** Data in this exercise **
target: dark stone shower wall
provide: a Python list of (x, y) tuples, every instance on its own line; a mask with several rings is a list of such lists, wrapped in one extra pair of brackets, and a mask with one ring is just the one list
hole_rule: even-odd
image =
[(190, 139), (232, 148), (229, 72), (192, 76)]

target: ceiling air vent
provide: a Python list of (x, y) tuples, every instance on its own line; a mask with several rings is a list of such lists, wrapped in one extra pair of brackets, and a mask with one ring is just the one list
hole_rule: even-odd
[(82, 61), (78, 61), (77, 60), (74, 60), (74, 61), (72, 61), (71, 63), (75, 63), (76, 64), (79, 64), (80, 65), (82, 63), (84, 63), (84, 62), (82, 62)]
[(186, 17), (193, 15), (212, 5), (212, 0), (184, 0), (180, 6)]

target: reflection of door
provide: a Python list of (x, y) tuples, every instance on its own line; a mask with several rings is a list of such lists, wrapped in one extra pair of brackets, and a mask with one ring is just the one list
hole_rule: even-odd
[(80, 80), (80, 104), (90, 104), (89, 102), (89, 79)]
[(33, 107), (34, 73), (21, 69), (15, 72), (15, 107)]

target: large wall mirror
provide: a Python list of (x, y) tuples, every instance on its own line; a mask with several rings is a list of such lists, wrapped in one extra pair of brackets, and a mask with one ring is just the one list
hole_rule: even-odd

** Written instruction **
Express all of the rows above as a JSON list of strings, with one string for each line and blank lines left out.

** In response **
[
  "target: dark stone shower wall",
  "provide: a Python list of (x, y) tuples, every instance on its own line; a mask with several rings is a list of such lists, wrapped in one extra pair of brackets, and a mask with one ring is just the one list",
  "hole_rule: even-odd",
  "image =",
  "[(190, 139), (232, 148), (229, 72), (192, 76)]",
  "target: ceiling air vent",
  "provide: a Python list of (x, y) tuples, every instance on its own line; a mask with several rings is a list of such lists, wrapped in one extra pair of brackets, and a mask with one ring is just the one list",
  "hole_rule: even-odd",
  "[(82, 61), (78, 61), (77, 60), (74, 60), (74, 61), (72, 61), (71, 63), (75, 63), (76, 64), (79, 64), (80, 65), (82, 63), (84, 63), (84, 62), (82, 62)]",
  "[(186, 17), (193, 15), (212, 5), (212, 0), (184, 0), (180, 6)]",
  "target: reflection of door",
  "provide: a Python list of (x, y) tuples, every instance on its own line; a mask with several rings is a list of such lists, wrapped in one extra pair of brackets, and a mask with one ring is just the one list",
  "hole_rule: even-odd",
  "[(80, 80), (80, 104), (90, 104), (89, 102), (89, 79)]",
  "[(33, 107), (34, 73), (21, 69), (15, 72), (15, 107)]",
  "target: large wall mirror",
  "provide: a Python list of (x, y) tuples, every instance on its own line; a mask with several rings is a list of such lists, wrapped in one extra pair of brackets, and a mask with one ring is just the one list",
  "hole_rule: even-odd"
]